**Geciteerde passage:**
27 868
Wijziging van de Wet van 31 mei 1937 tot omzetting van de Rijksstudiedienst voor de Luchtvaart in een Stichting

nr. 1
KONINKLIJKE BOODSCHAP

Aan de Tweede Kamer der Staten-Generaal

Wij bieden U hiernevens ter overweging aan een voorstel van wet houdende wijziging van de Wet van 31 mei 1937 tot omzetting van de Rijksstudiedienst voor de Luchtvaart in een Stichting.

De memorie van toelichting, die het wetsvoorstel vergezelt, bevat de gronden waarop het rust.

En hiermede bevelen Wij U in Godes heilige bescherming.

Tavarnelle

16 juli 2001

Beatrix

nr. 2
VOORSTEL VAN WET

Wij Beatrix, bij de gratie Gods, Koningin der Nederlanden, Prinses van Oranje-Nassau, enz. enz. enz.

Allen, die deze zullen zien of horen lezen, saluut! doen te weten:

Alzo Wij in overweging genomen hebben, dat het wenselijk is de Wet van 31 mei 1937 tot omzetting van de Rijksstudiedienst voor de Luchtvaart, in een Stichting, te herzien teneinde naast een jaarlijkse-, een incidentele subsidie te kunnen verlenen aan de Stichting Nationaal Lucht- en Ruimtevaartlaboratorium;

Zo is het, dat Wij, de Raad van State gehoord, en met gemeen overleg der Staten-Generaal, hebben goedgevonden en verstaan, gelijk Wij goedvinden en verstaan bij deze:

ARTIKEL I

Artikel 3 van de Wet van 31 mei 1937, tot omzetting van de Rijksstudiedienst voor de Luchtvaart in een Stichting, komt te luiden:

Artikel 3

1. Aan de stichting wordt jaarlijks door Onze Minister van Verkeer en Waterstaat subsidie verleend voor het verrichten van onderzoek en ontwikkeling op het gebied van de lucht- en ruimtevaart.

2. Aan de stichting kan in bijzondere gevallen door Onze Minister van Verkeer en Waterstaat op aanvraag een incidentele subsidie worden verleend.

3. Bij regeling van Onze Minister van Verkeer en Waterstaat worden regels gegeven inzake

a. de voorwaarden waaraan moet worden voldaan om voor subsidie in aanmerking te komen, en

b. de gegevens die moeten worden verstrekt bij een aanvraag om subsidie als bedoeld in het eerste of tweede lid.

ARTIKEL II

Deze wet treedt in werking met ingang van de dag na de datum van uitgifte van het Staatsblad, waarin zij is geplaatst en werk terug tot en met 1 januari 1993.

Lasten en bevelen dat deze in het Staatsblad zal worden geplaatst en dat alle ministeries, autoriteiten, colleges en ambtenaren wie zulks aangaat, aan de nauwkeurige uitvoering de hand zullen houden.

**Gegevens voor analyse:**

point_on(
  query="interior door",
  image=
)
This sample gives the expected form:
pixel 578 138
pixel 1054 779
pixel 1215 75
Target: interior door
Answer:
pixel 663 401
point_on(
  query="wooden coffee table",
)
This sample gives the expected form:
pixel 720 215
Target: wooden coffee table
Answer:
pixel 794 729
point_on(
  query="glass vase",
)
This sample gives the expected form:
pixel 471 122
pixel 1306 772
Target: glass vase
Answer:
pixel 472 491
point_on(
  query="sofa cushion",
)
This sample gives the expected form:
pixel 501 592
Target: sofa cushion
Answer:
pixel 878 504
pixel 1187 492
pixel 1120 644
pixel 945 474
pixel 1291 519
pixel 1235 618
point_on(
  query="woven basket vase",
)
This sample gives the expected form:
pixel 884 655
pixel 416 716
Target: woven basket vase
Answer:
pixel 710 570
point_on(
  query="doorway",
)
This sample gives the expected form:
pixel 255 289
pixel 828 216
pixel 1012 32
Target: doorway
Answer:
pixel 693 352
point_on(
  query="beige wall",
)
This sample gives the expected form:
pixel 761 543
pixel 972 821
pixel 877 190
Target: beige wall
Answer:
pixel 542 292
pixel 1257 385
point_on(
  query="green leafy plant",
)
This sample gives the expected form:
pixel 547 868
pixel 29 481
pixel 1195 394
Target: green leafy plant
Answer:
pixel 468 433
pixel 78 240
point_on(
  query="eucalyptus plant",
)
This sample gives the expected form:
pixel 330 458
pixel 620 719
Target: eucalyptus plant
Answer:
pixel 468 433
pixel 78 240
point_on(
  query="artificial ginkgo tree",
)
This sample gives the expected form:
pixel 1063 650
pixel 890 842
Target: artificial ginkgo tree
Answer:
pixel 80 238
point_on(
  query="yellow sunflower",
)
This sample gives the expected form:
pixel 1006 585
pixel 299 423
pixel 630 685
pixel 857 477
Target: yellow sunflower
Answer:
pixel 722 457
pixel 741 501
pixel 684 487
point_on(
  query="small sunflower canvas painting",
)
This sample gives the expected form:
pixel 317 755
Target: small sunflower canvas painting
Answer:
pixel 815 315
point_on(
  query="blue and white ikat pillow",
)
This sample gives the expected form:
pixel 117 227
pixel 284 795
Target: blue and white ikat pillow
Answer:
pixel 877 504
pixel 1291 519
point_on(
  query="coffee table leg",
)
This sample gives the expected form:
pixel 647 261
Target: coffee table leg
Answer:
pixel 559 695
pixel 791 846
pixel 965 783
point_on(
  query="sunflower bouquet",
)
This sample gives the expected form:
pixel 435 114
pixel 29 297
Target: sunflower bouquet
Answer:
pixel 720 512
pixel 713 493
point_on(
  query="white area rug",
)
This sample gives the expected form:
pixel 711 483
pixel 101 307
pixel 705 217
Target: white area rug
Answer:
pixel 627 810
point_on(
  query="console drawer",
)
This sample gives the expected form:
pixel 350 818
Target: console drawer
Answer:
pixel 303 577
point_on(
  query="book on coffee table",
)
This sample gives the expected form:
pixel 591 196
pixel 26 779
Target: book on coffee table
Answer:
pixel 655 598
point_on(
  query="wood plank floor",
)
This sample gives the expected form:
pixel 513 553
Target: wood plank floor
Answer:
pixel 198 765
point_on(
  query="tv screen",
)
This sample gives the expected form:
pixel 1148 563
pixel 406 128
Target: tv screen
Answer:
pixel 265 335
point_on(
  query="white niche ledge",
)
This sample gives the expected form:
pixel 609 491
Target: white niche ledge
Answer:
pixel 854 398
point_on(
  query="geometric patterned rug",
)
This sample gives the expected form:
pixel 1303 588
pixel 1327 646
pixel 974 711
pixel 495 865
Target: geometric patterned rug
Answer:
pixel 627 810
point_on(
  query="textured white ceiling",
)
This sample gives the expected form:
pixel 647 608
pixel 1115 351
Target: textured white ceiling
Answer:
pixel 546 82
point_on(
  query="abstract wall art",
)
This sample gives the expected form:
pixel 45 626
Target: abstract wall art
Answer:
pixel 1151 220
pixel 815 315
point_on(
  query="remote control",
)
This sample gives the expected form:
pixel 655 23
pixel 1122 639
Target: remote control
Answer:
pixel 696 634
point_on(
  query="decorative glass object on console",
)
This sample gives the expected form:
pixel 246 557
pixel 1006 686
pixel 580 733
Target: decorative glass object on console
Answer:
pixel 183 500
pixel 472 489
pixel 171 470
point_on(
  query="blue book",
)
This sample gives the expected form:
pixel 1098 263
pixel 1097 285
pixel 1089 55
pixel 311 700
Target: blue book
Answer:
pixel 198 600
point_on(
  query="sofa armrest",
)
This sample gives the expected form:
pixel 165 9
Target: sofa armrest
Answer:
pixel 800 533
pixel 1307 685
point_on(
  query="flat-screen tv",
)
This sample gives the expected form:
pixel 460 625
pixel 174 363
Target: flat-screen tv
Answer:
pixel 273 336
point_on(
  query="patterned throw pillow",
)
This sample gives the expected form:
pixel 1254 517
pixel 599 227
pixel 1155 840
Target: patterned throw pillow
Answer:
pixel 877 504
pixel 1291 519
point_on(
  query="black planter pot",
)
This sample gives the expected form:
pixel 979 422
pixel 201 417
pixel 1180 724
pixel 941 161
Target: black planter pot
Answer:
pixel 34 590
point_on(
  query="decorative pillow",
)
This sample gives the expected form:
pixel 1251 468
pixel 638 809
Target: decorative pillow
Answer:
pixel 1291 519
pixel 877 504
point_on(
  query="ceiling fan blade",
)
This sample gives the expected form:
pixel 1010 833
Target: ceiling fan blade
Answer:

**Opdrachtdoel:**
Beantwoord alstublieft deze vragen over de geciteerde passage:
1. Op welke plaats en datum is de koninklijke boodschap ondertekend?
2. Welke minister verleent volgens het nieuwe artikel 3 jaarlijks subsidie aan de stichting?
3. Welk soort subsidie kan in bijzondere gevallen op aanvraag aan de stichting worden verleend?

**Schriftelijk antwoord:**
1. In Tavarnelle, op 16 juli 2001.
2. De Minister van Verkeer en Waterstaat.
3. Een incidentele subsidie.